DIRECTION
Which lines of the records contain the word "ribbed"? Copy each such line in full, treating uppercase and lowercase as different.

RECORD SET
"""

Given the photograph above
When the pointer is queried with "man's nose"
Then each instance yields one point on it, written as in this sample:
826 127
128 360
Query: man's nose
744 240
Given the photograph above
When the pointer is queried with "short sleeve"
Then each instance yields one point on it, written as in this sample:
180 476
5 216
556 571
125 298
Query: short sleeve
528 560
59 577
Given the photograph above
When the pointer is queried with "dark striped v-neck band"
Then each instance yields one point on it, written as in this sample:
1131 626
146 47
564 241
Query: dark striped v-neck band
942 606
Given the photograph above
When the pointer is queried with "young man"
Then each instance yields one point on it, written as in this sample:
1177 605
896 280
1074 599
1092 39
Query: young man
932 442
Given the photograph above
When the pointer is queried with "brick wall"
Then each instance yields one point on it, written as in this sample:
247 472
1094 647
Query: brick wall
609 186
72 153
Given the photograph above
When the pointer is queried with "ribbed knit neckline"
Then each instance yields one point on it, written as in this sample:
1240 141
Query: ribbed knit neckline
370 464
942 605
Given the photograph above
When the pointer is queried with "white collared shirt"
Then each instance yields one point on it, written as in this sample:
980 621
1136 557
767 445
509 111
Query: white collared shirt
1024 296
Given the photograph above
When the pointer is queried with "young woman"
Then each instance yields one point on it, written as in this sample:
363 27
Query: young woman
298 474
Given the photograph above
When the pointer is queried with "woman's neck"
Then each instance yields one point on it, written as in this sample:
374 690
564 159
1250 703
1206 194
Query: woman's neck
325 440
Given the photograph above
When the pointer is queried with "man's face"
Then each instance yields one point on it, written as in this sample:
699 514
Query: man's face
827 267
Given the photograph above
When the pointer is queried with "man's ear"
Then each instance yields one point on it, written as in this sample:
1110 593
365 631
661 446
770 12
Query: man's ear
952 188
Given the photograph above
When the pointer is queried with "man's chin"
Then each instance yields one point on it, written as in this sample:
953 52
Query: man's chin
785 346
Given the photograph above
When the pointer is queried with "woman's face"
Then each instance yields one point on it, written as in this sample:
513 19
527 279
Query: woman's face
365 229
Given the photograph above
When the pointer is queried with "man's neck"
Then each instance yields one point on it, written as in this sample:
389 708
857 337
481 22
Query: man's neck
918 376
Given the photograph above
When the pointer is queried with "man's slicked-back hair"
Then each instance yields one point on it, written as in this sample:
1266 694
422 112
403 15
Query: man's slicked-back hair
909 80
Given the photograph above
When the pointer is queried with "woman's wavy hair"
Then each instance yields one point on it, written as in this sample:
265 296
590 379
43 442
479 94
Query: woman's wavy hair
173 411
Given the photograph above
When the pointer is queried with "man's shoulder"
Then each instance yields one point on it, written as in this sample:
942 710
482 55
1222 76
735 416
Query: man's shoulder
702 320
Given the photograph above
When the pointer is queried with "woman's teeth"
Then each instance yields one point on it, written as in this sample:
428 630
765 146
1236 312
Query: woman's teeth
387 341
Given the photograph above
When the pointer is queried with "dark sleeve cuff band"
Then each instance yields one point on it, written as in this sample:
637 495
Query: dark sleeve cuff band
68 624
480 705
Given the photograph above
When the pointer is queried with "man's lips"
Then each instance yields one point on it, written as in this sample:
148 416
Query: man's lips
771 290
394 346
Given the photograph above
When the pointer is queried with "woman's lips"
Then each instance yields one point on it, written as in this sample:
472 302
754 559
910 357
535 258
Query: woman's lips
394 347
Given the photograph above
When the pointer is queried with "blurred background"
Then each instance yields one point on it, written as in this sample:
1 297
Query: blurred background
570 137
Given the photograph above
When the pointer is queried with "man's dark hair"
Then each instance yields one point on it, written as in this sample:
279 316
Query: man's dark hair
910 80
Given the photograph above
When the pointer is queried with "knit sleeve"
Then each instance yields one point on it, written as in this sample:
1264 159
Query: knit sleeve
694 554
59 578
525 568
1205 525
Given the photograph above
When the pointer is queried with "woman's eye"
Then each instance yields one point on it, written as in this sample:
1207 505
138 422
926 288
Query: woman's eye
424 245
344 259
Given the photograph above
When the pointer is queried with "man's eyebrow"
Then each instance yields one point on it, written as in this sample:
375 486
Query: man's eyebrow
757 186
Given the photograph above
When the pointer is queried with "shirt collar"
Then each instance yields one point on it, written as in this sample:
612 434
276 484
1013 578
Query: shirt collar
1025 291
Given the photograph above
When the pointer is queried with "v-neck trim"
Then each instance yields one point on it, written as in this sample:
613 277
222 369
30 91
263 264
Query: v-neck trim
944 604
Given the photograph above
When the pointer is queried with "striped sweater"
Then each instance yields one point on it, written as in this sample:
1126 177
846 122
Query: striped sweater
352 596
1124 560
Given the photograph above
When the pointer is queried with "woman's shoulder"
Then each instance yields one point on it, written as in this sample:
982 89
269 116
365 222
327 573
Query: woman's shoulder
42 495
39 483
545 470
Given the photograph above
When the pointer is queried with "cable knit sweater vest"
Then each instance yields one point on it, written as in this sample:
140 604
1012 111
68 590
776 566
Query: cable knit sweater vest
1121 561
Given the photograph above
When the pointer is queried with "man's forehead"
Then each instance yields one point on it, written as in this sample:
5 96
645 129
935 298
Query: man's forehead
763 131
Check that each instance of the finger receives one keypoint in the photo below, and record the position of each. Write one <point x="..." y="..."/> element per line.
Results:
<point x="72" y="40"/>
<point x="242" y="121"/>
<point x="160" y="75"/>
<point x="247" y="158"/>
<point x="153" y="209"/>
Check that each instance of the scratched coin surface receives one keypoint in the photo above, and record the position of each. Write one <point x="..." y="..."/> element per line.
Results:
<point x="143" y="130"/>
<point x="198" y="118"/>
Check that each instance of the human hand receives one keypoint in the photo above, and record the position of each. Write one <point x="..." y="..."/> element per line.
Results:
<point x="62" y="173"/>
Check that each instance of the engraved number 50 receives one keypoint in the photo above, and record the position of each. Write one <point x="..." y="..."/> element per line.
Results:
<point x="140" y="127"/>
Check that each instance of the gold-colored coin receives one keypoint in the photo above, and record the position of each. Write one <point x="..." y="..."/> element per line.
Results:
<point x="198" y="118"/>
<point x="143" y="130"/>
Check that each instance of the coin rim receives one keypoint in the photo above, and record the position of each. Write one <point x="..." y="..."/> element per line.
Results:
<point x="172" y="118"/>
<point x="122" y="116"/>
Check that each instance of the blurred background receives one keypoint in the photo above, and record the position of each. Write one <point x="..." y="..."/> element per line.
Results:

"""
"""

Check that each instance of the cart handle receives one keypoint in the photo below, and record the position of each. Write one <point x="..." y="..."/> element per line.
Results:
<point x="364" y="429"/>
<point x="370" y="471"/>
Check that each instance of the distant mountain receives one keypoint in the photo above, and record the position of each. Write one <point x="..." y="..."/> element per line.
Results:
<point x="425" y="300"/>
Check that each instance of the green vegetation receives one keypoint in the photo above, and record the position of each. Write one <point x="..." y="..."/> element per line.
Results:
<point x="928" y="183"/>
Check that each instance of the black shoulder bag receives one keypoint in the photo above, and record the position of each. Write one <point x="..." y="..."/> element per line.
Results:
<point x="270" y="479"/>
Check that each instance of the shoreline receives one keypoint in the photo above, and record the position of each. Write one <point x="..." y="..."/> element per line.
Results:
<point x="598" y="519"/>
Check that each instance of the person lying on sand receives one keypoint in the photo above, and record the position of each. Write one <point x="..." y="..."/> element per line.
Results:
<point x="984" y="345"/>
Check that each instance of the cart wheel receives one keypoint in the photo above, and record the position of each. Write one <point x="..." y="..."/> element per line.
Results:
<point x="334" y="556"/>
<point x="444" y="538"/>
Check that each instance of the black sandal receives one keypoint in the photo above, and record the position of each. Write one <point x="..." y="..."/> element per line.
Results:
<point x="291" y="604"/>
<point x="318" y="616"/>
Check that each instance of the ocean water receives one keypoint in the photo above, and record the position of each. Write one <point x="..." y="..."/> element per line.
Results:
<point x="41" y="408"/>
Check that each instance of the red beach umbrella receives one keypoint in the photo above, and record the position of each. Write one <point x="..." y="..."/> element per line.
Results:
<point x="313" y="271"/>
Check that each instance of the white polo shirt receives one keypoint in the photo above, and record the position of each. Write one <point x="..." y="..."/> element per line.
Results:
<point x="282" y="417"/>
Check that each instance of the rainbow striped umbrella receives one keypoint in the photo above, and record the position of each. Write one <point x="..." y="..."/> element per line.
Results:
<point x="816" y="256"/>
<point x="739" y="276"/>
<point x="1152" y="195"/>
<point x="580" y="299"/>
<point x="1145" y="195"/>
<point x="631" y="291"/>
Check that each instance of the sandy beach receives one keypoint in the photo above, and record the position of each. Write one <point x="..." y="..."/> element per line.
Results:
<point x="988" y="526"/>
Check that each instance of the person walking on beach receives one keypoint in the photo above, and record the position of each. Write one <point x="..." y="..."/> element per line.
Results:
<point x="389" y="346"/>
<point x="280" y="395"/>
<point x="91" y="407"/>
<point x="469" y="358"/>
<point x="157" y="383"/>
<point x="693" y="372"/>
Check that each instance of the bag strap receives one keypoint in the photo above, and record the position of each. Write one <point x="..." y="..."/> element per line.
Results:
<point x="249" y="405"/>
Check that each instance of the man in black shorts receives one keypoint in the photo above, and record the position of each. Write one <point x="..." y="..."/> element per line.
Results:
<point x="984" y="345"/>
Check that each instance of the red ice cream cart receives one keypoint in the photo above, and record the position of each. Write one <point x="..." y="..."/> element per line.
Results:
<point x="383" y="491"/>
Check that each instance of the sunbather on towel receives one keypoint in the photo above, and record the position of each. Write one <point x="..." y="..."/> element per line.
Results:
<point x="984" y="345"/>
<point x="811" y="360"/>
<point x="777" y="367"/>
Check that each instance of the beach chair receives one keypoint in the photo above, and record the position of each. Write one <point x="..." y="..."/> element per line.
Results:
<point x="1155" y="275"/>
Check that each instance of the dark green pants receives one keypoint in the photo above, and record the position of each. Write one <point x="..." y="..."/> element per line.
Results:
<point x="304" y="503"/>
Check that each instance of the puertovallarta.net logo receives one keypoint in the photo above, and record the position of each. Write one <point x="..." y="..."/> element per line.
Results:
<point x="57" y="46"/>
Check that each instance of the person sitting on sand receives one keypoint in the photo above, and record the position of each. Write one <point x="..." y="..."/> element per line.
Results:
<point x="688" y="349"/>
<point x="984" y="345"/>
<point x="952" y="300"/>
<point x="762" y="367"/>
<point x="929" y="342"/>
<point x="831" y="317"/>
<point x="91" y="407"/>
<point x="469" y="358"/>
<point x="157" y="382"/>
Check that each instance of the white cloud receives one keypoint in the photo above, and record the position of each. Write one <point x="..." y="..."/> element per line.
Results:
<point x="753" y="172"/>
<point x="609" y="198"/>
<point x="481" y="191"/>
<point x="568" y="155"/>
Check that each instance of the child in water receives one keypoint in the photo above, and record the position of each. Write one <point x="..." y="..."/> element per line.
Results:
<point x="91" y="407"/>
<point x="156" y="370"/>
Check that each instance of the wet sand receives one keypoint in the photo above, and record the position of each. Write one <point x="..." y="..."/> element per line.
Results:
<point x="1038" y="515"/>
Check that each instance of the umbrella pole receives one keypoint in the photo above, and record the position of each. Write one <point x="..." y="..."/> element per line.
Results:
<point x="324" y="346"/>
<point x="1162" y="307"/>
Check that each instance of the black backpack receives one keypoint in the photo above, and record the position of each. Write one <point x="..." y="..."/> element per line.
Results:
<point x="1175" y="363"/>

"""

EXERCISE OUTPUT
When the pointer is queried with "ribbed knit neckline"
Query: ribbed knit neckline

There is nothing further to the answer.